__Problem details__.
Emit the line that holds "Where can the bench" and all lines following it through the end of the data, verbatim, and nothing else.

** begin Provided entries **

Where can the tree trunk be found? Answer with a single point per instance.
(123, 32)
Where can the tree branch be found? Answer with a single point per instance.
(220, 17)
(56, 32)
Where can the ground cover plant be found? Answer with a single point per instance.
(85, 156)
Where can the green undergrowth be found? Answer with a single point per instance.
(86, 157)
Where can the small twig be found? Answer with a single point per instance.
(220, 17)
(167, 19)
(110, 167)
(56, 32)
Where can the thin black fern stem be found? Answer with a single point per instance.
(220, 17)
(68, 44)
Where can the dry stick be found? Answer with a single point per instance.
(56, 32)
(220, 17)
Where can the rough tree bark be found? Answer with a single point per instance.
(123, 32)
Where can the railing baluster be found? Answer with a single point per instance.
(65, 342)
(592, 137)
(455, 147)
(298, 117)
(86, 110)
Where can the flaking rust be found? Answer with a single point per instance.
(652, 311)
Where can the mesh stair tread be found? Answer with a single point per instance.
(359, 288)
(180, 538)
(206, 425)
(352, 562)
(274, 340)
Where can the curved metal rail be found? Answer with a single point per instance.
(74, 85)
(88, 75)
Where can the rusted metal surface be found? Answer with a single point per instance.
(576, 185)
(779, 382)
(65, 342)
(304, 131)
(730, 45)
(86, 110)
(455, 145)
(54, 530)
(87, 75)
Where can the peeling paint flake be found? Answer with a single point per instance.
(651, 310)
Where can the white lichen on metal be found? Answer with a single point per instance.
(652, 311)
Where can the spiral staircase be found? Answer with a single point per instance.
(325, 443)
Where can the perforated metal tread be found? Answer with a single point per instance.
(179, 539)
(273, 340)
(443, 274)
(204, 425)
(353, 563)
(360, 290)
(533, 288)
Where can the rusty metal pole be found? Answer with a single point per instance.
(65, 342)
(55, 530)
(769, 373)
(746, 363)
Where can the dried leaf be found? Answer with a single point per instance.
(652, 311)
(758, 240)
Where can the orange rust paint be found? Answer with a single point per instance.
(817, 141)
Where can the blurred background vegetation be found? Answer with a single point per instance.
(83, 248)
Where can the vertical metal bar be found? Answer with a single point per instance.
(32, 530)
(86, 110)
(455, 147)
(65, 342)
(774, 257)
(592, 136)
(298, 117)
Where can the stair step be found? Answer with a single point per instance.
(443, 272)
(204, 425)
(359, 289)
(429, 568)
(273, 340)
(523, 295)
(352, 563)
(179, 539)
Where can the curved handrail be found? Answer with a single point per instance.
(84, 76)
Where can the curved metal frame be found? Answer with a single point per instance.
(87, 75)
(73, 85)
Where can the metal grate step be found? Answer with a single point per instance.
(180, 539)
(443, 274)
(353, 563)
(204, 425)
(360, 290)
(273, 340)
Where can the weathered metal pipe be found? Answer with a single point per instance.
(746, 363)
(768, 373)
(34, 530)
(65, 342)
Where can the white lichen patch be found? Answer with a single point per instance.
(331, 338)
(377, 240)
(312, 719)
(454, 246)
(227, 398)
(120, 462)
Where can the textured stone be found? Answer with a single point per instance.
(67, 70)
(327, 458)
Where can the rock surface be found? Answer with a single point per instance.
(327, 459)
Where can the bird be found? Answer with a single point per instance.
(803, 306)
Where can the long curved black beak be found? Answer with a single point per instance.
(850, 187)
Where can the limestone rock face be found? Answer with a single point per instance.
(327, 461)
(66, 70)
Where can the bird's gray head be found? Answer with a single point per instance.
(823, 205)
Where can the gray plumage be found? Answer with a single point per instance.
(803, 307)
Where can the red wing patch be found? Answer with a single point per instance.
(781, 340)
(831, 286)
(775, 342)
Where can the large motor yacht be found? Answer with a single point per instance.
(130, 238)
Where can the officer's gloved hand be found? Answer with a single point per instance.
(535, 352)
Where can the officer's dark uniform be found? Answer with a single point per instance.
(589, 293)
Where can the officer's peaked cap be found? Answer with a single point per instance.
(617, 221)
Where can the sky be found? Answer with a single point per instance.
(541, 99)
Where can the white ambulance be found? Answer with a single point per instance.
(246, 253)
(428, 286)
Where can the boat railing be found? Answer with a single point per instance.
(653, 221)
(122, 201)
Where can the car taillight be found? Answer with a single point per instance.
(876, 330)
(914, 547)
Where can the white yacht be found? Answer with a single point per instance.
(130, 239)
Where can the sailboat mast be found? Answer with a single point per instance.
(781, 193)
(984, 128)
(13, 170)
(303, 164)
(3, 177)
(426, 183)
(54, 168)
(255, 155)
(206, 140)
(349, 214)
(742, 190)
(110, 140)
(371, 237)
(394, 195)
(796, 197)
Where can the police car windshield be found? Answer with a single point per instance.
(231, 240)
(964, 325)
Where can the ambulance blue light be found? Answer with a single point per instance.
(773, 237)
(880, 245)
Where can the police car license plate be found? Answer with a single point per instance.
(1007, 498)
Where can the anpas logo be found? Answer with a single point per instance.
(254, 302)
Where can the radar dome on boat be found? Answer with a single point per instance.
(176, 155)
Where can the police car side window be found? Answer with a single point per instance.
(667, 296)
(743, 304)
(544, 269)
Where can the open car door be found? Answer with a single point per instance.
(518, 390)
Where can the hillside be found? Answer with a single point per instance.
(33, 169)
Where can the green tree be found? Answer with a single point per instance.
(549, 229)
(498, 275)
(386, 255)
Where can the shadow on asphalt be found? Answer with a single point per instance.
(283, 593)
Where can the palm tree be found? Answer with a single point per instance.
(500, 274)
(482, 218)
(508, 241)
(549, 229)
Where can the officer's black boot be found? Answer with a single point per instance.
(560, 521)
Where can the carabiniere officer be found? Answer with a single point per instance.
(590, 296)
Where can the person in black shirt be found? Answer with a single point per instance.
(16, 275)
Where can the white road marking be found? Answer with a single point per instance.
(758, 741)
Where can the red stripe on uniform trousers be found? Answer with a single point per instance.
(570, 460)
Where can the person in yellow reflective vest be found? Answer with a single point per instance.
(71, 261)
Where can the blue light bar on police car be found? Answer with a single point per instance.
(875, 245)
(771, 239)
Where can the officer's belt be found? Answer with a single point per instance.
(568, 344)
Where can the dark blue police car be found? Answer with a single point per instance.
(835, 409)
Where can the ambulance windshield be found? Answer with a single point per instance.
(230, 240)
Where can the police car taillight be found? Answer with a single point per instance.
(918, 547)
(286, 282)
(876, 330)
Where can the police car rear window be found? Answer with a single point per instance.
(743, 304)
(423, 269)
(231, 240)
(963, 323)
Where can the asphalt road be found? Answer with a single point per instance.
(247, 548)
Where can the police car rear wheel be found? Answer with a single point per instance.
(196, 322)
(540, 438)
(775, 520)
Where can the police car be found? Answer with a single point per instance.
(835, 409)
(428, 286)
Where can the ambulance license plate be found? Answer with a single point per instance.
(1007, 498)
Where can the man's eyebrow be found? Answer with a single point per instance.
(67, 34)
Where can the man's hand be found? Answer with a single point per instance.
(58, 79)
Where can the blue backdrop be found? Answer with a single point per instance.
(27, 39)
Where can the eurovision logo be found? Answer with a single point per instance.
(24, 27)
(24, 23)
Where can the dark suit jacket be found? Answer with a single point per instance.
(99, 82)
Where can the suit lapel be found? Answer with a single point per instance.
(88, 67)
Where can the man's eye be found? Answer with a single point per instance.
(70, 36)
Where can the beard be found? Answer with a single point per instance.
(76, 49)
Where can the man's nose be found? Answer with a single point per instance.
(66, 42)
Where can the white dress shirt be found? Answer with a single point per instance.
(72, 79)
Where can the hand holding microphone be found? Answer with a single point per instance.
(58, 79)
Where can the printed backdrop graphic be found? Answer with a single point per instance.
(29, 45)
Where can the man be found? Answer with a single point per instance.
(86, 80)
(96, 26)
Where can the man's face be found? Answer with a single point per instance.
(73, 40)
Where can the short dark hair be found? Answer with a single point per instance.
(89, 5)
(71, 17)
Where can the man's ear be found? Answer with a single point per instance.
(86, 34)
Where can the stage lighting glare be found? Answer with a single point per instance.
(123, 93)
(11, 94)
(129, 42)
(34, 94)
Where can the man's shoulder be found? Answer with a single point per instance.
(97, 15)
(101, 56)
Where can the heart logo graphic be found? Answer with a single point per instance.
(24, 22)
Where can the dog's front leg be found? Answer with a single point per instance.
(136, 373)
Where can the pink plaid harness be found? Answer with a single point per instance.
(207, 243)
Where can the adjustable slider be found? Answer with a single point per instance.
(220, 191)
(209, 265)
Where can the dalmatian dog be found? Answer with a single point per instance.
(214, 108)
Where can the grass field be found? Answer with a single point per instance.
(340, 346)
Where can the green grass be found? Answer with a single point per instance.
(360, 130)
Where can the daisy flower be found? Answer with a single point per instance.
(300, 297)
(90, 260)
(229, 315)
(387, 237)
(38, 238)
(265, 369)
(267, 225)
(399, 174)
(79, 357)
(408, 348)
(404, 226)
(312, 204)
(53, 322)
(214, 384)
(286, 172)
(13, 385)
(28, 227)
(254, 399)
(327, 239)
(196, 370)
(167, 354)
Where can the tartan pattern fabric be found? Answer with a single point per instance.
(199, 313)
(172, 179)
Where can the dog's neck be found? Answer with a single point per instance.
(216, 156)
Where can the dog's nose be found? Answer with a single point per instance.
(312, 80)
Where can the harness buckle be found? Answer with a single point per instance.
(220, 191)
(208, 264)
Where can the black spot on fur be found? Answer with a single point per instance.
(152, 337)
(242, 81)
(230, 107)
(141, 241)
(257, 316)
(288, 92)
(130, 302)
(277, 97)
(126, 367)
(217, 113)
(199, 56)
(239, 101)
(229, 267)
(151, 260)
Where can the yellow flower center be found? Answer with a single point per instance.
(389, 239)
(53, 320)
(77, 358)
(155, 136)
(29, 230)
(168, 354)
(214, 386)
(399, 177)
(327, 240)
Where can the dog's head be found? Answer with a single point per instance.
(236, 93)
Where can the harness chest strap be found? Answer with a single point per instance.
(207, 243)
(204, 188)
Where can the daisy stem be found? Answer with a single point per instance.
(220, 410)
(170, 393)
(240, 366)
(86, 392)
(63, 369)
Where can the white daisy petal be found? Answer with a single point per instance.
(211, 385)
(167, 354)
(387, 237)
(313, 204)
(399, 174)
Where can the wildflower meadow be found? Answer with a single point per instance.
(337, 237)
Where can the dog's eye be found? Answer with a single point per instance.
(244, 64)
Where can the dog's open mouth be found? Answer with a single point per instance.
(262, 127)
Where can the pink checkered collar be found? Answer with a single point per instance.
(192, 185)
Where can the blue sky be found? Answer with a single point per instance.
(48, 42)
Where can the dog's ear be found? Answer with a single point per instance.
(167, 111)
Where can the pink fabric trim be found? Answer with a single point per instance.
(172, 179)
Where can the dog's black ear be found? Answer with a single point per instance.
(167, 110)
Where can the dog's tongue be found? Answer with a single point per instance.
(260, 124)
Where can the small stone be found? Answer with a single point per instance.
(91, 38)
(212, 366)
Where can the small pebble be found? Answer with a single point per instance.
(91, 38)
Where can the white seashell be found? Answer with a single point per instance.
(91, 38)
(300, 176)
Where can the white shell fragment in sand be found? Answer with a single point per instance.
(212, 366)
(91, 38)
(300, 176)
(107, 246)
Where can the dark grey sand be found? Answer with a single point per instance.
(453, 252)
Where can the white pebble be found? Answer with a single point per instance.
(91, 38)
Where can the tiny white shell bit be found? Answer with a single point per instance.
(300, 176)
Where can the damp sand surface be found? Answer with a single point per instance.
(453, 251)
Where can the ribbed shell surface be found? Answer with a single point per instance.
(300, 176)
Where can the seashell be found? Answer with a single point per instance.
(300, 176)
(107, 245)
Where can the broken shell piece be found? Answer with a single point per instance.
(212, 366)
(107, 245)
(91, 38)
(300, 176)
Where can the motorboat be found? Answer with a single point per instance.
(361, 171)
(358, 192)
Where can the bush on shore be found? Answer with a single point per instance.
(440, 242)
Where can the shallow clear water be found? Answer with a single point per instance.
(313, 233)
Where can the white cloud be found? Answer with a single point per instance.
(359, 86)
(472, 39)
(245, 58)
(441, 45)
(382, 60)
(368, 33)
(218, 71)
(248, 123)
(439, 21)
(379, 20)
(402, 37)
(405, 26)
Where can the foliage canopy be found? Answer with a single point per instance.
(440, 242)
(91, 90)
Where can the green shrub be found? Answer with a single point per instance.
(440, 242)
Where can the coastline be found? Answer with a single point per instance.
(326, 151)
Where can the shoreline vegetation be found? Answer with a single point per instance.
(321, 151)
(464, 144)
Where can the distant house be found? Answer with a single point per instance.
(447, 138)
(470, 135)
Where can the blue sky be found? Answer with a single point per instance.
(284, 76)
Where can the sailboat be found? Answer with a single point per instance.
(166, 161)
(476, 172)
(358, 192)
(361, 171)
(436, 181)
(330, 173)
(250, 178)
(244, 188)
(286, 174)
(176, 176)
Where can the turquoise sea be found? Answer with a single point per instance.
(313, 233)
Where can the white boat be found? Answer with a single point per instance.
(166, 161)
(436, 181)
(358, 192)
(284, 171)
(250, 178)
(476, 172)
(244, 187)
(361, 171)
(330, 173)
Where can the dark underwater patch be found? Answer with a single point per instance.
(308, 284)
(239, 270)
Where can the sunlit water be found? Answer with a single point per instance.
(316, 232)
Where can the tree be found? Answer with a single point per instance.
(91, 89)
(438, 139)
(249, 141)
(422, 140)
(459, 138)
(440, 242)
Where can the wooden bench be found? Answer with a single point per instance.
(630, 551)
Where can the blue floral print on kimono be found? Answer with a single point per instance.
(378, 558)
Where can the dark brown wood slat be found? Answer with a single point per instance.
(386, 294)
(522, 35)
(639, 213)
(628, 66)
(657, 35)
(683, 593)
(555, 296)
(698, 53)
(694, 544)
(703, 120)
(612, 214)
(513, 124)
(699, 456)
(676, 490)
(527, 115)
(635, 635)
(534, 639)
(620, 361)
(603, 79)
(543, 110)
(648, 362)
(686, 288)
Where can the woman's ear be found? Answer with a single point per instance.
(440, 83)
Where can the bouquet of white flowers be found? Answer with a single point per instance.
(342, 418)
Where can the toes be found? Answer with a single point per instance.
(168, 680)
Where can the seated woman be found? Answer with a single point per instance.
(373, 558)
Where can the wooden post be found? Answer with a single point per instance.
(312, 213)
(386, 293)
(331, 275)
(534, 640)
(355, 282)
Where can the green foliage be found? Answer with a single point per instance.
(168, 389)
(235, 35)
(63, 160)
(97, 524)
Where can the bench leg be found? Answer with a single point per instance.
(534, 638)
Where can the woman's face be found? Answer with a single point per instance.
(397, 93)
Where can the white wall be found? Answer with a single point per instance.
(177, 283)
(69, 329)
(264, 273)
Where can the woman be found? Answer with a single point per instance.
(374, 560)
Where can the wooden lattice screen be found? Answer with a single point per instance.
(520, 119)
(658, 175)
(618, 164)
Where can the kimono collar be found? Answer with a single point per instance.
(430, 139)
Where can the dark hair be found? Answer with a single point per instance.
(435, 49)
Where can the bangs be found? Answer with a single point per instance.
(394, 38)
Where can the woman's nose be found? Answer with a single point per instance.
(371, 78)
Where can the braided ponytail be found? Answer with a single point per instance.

** end Provided entries **

__Full solution__.
Where can the bench leg be found? Answer with a single point per instance.
(534, 638)
Where can the woman's face be found? Answer with a single point per instance.
(397, 93)
Where can the white wall be found? Answer with a single point per instance.
(177, 283)
(69, 329)
(264, 273)
Where can the woman be found? Answer with a single point per instance.
(374, 560)
Where can the wooden lattice screen be found? Answer with a single point per instance.
(520, 119)
(658, 175)
(618, 164)
Where can the kimono collar be found? Answer with a single point per instance.
(430, 139)
Where can the dark hair be found? Answer with a single point per instance.
(435, 49)
Where can the bangs be found? Answer with a single point per instance.
(394, 38)
Where can the woman's nose be found? Answer with a single point per instance.
(371, 78)
Where can the braided ponytail be found? Answer with a single point per instance.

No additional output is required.